▶ [TRY IT] Word for word and without images, transcribe all of the records.

▶ [INFORMATION SUPPLIED]
※

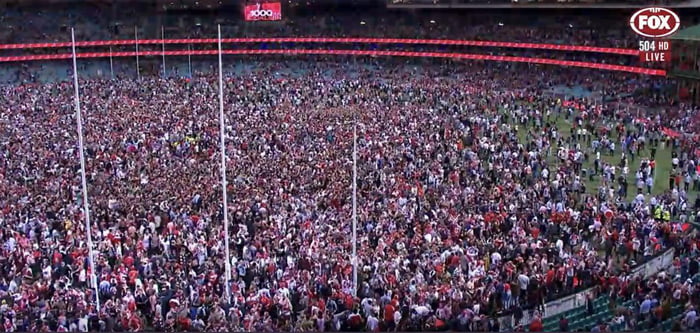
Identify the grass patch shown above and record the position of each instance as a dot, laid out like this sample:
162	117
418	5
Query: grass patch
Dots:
663	158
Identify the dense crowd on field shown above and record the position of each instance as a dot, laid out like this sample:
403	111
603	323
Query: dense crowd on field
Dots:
477	196
102	22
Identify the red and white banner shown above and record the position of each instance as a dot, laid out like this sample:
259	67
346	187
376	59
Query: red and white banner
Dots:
268	11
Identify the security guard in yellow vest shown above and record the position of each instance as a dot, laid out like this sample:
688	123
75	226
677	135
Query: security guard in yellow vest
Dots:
667	215
657	213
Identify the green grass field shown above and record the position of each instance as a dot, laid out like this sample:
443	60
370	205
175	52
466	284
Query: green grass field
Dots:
662	170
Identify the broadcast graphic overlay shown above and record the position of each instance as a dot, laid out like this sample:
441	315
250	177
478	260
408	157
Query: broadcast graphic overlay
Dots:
266	11
654	24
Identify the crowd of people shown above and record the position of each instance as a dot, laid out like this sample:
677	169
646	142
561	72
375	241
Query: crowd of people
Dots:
477	196
102	22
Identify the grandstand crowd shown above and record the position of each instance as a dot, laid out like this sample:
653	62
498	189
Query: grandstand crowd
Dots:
479	197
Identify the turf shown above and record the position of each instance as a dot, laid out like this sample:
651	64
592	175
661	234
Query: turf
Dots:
662	170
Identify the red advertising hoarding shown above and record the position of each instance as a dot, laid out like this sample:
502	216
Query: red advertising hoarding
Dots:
268	11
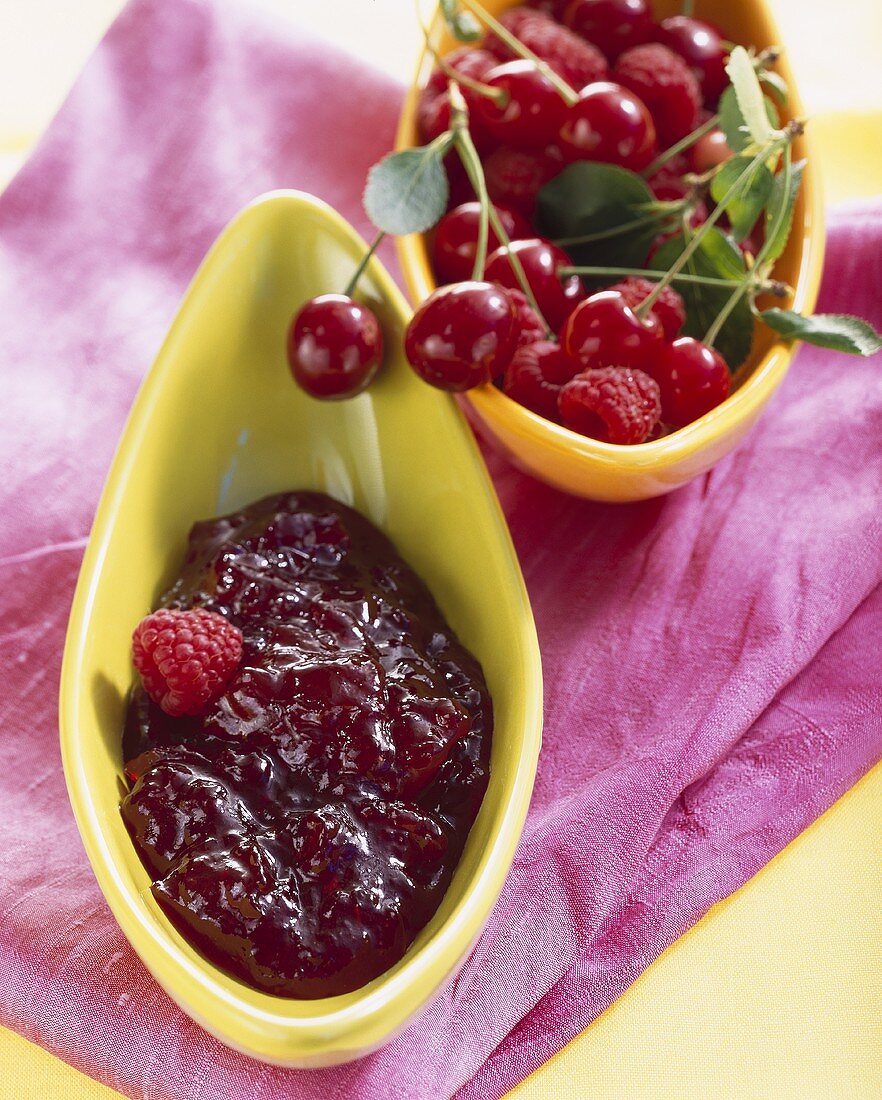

※

▶ [SOLVED EXERCISE]
Identify the grass patch shown above and record the position of each instance as a dot, laid out like this sample:
162	117
418	5
Query: grass patch
Dots:
663	158
Identify the dense crowd on field shown above and record the position of each instance as a dot, laid out like this sample:
403	111
603	323
Query: dense crowd on field
Dots:
477	196
102	22
Identify the red and white banner shown above and record the position of each instance as a dot, laid out like this sample:
259	67
346	187
376	59
Query: red and white banner
Dots:
268	11
Identify the security guard in yellow vest shown above and record the position of each instance as a dot, laid out like this sample:
688	123
75	226
677	135
Query: security guard in yellow vest
Dots:
667	215
657	213
Identify the green grass field shown above and record the position of each instance as a dot, laid out like this sample:
443	60
370	205
175	52
466	284
Query: green grass field
Dots:
662	170
Identify the broadcast graphic overlay shown above and record the position of each instance as a dot, laid out like this sample:
441	315
250	177
478	260
408	157
Query: broadcast graphic overlay
Dots:
266	11
654	24
Identify the crowd of people shown above and record the position of each instance as a dot, laid out like this sample:
677	169
646	142
561	72
375	241
Query: crowd of people
Dots:
477	196
102	22
Identify the grandstand crowd shown above and record the position of each instance as a dot, laid out like this sample:
653	62
498	189
Query: grandstand crowd
Dots:
479	197
Identify the turf shown above and record the position of each instance as a dot, laid out like this sample:
651	64
592	175
661	234
Query: turf
Dots:
662	170
Identify the red advertising hoarding shown above and record the position of each instance as a dot, laid out like this sample:
502	216
Query: red advertising hoarding
Dots:
268	11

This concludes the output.